►
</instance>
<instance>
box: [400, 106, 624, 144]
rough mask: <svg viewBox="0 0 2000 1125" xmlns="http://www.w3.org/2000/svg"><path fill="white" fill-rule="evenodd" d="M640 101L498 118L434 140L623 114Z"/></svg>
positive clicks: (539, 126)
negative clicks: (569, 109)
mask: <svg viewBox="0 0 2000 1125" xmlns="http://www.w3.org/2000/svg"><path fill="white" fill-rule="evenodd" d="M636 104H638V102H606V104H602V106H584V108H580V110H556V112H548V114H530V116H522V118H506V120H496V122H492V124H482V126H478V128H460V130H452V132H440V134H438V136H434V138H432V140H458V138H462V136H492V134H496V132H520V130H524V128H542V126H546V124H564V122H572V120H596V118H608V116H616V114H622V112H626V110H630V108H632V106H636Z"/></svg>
◄
### [EXERCISE REQUIREMENTS]
Give the lines again, exactly as they stand, from the beginning of the data through the line with "positive clicks: (539, 126)".

### [RESPONSE BOX]
</instance>
<instance>
box: [400, 106, 624, 144]
rough mask: <svg viewBox="0 0 2000 1125" xmlns="http://www.w3.org/2000/svg"><path fill="white" fill-rule="evenodd" d="M640 101L498 118L434 140L623 114Z"/></svg>
positive clicks: (539, 126)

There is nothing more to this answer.